— Directions —
Reproduce, character for character, the lines below from the first through the one with "Target: boat railing". Leave pictures out.

================

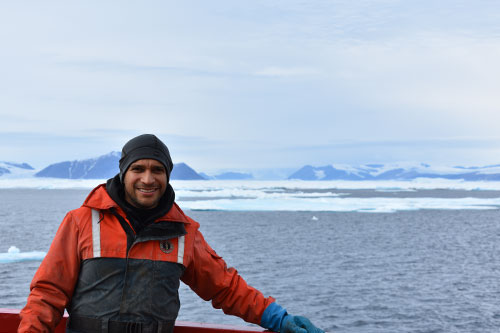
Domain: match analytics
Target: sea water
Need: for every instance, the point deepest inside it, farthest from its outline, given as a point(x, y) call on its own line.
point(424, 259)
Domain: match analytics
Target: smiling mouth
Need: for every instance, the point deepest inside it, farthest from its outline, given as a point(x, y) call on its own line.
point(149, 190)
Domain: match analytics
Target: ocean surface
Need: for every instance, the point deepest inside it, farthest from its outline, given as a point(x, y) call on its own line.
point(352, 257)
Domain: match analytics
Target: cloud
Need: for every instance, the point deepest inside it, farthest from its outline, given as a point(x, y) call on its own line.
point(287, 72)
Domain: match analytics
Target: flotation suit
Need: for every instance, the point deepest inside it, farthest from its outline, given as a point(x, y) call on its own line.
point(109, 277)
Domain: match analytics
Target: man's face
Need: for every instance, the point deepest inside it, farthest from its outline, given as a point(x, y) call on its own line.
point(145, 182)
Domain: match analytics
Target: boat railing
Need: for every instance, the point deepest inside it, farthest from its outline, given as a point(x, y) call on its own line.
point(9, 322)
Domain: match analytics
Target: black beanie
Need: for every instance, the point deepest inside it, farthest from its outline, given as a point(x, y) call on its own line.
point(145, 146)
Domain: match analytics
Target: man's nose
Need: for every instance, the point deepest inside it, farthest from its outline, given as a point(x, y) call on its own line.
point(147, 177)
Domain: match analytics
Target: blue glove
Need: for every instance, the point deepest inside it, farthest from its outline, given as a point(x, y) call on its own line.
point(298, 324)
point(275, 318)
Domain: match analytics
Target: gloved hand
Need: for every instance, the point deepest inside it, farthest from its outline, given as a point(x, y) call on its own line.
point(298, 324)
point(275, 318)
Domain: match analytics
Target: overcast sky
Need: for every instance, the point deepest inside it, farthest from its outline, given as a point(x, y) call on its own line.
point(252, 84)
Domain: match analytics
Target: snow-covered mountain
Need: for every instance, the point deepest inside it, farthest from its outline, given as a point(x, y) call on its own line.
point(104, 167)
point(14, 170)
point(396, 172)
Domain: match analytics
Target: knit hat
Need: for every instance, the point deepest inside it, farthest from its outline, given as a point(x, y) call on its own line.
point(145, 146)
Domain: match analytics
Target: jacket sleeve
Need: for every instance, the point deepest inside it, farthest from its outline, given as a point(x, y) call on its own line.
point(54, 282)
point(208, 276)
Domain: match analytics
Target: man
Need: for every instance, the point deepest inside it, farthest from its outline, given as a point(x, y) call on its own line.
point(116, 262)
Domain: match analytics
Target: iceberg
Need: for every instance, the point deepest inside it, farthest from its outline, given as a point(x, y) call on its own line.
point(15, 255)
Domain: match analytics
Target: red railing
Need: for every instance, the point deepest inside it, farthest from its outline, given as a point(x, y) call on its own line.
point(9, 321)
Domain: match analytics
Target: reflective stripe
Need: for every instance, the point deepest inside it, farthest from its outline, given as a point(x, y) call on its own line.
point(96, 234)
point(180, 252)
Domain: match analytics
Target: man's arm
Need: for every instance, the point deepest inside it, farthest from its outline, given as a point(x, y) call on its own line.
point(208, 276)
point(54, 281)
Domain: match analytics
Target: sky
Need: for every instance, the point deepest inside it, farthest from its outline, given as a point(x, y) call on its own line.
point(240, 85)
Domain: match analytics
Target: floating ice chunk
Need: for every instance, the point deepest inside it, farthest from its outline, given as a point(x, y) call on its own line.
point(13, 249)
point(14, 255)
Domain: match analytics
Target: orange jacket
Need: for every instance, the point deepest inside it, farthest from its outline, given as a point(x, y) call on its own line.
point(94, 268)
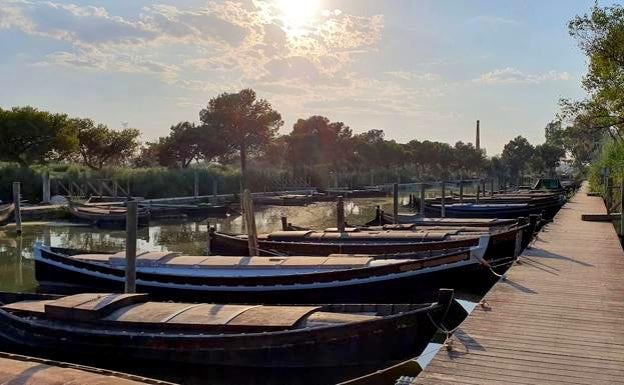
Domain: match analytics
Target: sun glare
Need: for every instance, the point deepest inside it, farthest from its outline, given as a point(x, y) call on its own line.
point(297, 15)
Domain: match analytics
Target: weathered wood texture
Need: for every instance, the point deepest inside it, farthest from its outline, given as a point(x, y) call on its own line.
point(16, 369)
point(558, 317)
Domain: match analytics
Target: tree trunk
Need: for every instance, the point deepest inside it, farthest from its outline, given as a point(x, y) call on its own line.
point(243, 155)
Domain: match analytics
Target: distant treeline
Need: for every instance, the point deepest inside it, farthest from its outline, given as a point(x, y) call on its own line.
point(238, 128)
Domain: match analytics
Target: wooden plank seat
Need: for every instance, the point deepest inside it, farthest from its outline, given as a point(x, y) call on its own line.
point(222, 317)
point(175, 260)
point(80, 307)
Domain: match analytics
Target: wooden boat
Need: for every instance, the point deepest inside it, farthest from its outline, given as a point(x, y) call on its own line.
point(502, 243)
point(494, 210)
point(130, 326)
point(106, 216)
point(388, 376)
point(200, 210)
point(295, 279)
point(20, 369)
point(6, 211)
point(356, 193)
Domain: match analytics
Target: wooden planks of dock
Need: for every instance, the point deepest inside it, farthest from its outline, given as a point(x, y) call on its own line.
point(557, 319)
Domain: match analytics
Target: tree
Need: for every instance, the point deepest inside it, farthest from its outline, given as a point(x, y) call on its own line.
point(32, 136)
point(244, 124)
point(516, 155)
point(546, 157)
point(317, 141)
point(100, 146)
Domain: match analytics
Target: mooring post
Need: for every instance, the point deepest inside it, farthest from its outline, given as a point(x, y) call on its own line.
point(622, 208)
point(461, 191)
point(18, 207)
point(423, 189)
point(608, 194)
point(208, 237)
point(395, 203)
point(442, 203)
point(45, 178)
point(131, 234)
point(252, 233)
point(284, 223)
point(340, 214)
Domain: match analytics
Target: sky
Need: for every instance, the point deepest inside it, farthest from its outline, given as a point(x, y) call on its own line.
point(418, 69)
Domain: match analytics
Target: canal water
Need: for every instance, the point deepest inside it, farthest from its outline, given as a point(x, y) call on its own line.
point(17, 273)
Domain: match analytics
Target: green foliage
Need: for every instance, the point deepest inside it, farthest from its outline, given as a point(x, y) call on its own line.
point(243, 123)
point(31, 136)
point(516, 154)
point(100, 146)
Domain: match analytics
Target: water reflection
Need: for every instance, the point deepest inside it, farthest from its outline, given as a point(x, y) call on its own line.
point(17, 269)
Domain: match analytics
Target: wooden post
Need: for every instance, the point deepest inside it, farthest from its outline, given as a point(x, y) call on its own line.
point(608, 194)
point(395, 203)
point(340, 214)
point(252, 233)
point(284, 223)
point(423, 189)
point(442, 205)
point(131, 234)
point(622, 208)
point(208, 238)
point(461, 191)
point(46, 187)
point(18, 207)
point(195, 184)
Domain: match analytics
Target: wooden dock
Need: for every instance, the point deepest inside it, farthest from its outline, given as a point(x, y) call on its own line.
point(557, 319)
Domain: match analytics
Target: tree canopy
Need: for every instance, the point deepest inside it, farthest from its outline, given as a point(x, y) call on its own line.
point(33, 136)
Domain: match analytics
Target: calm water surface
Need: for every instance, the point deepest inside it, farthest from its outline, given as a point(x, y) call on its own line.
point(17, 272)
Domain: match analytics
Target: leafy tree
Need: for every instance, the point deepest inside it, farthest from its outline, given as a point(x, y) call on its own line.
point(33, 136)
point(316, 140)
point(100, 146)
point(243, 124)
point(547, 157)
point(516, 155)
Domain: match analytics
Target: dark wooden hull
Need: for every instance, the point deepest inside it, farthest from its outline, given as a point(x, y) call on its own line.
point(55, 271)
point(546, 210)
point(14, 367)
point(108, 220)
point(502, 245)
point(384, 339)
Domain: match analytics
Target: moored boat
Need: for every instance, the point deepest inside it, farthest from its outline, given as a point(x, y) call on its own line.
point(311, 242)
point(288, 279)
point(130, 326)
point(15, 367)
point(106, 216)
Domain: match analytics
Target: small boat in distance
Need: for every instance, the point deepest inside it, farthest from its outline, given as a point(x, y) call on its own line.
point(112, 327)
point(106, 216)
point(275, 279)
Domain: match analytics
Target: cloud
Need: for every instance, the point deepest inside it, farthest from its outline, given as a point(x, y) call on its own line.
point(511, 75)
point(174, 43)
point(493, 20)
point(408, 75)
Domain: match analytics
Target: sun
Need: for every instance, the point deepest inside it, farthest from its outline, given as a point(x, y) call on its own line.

================

— Result of this task —
Domain: match analytics
Target: sea water
Need: for every instance, the point deepest inside it, farthest from its outline, given as a point(x, y) call on its own line.
point(424, 259)
Domain: match analytics
Target: smiling mouth
Need: for every instance, the point deepest inside it, farthest from its outline, given as a point(x, y) call on its own line.
point(149, 190)
Domain: match analytics
Target: ocean surface
Need: for every instance, the point deepest inside it, farthest from its outline, given as a point(x, y) call on its own line.
point(352, 257)
Domain: match analytics
Target: cloud
Need: for every instance, the point deepest inside it, farthest from its outline, given as a point(x, y) call on its own line.
point(287, 72)
Domain: match analytics
Target: flotation suit
Need: for every instance, the point deepest inside it, farthest from its outline, given as a point(x, y) call on its own line.
point(109, 277)
Domain: match analytics
Target: man's face
Need: for every instance, the point deepest inside it, farthest from its outline, given as a point(x, y) call on its own line.
point(145, 182)
Domain: match analytics
Target: boat railing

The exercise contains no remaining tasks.